* _Given records_:
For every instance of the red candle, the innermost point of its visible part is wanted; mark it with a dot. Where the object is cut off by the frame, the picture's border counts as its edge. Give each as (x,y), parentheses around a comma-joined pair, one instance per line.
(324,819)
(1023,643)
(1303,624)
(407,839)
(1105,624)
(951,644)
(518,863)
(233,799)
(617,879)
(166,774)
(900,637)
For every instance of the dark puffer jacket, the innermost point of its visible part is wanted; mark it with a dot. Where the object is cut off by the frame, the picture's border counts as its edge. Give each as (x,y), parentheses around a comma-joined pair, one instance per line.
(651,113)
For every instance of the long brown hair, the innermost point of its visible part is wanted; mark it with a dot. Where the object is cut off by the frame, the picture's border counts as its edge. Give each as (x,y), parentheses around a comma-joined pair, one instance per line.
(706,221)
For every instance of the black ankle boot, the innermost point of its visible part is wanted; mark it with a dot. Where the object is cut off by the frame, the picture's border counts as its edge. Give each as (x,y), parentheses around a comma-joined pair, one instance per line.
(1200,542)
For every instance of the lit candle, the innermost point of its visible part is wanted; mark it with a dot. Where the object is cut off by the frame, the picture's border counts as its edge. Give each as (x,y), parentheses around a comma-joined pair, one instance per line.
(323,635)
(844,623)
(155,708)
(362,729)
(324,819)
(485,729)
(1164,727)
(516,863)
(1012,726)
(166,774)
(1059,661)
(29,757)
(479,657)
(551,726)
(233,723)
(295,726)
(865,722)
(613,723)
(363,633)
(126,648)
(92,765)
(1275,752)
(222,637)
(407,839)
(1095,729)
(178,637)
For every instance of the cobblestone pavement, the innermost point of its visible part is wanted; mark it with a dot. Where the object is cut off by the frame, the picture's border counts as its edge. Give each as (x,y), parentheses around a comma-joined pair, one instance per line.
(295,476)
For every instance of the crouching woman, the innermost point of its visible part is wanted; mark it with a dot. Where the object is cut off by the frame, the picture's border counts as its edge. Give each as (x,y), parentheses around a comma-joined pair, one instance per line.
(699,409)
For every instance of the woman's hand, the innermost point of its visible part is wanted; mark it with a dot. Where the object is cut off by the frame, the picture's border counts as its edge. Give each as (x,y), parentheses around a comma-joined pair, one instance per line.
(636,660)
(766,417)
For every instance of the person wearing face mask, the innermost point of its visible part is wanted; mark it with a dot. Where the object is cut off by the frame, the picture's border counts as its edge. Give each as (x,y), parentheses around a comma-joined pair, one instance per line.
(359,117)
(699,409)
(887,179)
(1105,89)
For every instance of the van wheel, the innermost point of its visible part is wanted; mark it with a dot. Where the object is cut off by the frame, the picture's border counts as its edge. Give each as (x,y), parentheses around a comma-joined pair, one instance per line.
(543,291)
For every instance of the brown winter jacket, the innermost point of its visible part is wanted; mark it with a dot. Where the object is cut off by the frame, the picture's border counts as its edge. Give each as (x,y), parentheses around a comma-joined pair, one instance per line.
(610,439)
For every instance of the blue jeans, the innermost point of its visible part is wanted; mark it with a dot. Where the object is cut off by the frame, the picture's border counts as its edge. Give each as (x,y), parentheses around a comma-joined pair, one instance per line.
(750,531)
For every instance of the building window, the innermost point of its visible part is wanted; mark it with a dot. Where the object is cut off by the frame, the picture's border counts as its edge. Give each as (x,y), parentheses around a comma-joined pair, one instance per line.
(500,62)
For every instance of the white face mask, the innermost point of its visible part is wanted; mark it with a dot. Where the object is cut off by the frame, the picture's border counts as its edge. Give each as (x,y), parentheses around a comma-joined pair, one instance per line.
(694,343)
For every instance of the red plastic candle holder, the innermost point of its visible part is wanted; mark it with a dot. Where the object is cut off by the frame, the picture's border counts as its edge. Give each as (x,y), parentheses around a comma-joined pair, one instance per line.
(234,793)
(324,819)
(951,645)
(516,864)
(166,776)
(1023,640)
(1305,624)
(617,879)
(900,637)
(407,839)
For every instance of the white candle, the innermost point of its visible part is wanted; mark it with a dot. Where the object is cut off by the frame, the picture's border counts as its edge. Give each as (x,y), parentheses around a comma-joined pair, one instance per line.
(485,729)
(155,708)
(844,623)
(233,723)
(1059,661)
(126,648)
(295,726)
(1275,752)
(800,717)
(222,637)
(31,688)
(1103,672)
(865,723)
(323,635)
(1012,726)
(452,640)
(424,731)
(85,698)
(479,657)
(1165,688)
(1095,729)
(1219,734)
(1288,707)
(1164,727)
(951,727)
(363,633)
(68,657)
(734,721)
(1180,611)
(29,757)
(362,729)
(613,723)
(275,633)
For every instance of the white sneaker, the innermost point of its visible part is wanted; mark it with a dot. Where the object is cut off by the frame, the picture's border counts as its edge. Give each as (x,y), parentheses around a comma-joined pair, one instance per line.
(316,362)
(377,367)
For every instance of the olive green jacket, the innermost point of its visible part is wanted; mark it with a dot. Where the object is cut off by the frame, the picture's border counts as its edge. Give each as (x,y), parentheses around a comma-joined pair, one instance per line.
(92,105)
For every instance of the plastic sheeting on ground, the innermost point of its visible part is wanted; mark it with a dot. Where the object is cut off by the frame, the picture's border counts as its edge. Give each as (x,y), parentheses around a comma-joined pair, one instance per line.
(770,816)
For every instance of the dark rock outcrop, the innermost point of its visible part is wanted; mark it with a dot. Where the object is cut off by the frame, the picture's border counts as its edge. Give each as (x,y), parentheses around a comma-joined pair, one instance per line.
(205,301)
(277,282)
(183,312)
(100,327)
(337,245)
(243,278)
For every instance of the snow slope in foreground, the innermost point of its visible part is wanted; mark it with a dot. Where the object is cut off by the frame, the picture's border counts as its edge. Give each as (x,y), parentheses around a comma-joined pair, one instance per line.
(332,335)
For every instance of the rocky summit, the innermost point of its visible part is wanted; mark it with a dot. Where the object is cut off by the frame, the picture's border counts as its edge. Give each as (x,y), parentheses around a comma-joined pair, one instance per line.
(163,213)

* _What this task involves_:
In the listing above, the line containing "For every instance of the rocky" and all lines after it are to be restated word for word.

* _Answer to this problem_:
For every instance of the rocky summit, the innermost point of its visible part is wanted; mark it with a dot. Where the object is cut off by the frame, the picture's border counts as its edge. Give each as (x,y), parentheses around a comma-joined pair, one instance per line.
(163,213)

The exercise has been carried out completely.